> _What is required_
Please find every line in the entries below that contains the string "railing", and copy it.

### Data extracts

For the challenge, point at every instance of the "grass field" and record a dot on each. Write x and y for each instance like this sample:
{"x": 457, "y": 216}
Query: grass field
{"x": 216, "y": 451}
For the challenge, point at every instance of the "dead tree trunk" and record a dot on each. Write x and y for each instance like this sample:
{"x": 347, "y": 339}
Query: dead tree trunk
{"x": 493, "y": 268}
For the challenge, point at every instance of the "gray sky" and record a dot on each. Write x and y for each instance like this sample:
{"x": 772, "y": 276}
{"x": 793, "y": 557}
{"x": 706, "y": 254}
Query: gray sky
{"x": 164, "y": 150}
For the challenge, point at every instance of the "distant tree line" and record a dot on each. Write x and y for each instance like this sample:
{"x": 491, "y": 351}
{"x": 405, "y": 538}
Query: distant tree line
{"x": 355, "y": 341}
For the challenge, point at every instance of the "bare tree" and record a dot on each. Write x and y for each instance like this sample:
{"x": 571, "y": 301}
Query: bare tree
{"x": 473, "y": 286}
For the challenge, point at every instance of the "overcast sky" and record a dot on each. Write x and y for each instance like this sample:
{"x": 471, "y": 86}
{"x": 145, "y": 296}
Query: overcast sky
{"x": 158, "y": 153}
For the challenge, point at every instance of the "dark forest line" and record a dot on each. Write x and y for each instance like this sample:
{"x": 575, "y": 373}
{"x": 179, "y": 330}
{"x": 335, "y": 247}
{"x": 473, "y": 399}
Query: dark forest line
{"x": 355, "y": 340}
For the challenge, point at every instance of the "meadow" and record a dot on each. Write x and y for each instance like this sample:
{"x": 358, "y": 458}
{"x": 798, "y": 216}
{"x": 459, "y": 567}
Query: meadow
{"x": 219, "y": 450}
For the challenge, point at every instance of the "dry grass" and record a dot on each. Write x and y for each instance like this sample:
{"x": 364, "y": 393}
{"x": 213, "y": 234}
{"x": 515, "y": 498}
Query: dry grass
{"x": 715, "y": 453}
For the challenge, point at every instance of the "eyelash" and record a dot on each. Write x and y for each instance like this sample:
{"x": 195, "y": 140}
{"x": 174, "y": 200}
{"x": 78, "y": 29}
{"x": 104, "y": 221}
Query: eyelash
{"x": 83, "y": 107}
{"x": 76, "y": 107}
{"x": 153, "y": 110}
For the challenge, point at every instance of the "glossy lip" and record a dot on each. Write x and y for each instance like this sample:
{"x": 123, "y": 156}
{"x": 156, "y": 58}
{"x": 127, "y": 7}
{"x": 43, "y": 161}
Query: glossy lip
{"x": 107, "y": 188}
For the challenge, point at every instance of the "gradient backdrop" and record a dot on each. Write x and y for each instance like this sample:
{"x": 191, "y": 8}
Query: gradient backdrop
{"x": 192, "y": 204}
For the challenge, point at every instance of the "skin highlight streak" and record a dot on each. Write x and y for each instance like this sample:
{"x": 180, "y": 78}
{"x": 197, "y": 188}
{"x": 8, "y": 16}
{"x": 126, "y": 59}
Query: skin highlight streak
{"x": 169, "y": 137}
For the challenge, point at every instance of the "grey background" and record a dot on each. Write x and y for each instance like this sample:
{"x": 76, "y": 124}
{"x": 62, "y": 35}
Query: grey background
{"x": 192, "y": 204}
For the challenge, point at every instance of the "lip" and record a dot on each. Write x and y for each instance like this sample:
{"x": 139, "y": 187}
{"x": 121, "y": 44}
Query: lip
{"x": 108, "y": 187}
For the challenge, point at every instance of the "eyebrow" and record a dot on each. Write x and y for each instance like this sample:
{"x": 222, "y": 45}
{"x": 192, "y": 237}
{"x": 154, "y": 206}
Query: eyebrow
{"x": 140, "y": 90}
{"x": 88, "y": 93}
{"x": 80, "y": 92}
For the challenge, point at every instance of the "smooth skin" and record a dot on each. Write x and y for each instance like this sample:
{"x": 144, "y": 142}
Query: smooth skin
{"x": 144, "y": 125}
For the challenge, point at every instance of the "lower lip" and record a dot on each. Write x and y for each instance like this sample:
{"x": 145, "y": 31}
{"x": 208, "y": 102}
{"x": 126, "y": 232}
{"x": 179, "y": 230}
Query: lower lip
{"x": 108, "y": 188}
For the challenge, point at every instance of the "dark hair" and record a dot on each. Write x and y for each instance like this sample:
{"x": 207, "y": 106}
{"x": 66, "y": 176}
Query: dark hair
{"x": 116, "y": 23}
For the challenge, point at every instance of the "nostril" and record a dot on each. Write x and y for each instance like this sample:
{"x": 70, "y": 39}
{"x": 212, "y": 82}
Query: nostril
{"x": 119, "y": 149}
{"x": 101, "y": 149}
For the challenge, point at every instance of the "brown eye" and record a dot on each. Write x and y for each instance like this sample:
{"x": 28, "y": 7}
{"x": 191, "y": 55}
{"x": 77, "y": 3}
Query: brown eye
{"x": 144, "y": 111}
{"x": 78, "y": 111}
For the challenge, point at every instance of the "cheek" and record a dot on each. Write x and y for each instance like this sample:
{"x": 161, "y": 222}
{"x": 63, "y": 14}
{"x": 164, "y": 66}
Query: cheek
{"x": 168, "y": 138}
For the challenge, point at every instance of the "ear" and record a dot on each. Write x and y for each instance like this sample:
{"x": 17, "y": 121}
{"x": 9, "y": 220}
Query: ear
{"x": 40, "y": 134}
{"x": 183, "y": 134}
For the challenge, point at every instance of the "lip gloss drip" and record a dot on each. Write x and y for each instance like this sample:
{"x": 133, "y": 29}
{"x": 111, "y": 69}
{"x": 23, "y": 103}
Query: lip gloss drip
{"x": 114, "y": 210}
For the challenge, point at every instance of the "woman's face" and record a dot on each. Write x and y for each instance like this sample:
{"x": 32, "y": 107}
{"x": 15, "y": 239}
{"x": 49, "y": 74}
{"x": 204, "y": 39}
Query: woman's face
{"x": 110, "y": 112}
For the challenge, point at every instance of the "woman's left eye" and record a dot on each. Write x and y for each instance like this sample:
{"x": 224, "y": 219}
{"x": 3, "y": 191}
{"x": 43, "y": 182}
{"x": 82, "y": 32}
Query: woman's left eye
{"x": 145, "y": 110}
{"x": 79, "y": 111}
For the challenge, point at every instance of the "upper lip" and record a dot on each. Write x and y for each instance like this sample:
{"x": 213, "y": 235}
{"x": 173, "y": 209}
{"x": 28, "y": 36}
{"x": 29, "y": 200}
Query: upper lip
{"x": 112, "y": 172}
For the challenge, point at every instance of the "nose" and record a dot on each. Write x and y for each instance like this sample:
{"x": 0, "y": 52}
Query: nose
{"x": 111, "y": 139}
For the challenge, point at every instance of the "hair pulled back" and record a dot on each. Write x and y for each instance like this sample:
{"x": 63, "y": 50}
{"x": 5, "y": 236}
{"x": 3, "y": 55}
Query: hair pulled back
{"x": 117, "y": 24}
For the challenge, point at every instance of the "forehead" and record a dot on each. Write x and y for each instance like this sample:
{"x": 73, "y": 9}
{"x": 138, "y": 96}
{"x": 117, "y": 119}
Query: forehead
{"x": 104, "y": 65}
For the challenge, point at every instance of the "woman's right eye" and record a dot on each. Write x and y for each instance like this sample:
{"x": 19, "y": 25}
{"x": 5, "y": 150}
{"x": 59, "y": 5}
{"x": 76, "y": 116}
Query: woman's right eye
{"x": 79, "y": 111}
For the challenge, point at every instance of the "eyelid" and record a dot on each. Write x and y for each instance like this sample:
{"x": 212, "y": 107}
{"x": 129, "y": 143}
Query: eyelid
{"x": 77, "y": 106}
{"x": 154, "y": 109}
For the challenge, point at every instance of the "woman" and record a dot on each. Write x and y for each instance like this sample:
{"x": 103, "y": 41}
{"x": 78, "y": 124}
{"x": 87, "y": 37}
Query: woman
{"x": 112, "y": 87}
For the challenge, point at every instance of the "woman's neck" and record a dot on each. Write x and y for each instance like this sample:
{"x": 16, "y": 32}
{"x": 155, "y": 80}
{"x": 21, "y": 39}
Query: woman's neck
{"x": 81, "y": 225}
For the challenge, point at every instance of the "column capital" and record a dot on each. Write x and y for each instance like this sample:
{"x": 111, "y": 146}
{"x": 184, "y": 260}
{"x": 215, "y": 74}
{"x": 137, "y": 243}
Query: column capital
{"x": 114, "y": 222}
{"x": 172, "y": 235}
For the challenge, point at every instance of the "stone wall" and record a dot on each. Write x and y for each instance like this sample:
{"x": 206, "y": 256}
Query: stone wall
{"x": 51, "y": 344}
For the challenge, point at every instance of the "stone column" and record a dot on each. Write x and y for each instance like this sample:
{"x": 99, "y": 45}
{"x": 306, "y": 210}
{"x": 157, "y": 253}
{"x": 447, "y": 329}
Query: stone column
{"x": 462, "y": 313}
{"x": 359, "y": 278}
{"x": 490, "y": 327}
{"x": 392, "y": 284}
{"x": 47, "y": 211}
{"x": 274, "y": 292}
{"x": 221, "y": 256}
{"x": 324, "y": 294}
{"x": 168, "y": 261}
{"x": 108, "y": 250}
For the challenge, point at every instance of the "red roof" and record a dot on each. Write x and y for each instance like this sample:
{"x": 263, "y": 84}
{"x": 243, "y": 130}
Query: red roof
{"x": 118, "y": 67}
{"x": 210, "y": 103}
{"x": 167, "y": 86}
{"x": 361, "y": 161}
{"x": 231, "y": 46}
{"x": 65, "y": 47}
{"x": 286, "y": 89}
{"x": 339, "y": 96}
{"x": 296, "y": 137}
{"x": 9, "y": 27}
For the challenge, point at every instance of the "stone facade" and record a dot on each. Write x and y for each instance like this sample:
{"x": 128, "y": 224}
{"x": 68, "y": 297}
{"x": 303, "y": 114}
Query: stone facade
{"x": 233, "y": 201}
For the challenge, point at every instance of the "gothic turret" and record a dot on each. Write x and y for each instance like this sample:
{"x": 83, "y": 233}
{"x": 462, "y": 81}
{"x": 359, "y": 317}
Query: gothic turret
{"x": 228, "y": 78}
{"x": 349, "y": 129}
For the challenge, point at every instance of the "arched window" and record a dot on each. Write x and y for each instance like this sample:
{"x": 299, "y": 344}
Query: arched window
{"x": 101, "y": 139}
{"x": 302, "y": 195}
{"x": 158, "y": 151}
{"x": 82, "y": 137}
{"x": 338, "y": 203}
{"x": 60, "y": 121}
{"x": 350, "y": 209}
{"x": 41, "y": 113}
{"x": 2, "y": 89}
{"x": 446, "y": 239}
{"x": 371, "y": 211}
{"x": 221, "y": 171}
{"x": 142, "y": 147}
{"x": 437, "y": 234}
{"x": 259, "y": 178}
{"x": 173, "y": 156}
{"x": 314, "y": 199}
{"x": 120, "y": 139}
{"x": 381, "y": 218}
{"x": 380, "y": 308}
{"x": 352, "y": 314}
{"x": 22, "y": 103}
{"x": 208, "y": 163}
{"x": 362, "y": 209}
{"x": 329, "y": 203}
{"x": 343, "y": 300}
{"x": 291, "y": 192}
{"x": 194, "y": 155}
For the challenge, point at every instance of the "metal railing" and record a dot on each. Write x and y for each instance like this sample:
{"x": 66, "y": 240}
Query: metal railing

######

> _Answer section_
For the challenge, point at every instance of the "metal railing" and record a dot on each. Write x and y for each instance like this sample:
Query: metal railing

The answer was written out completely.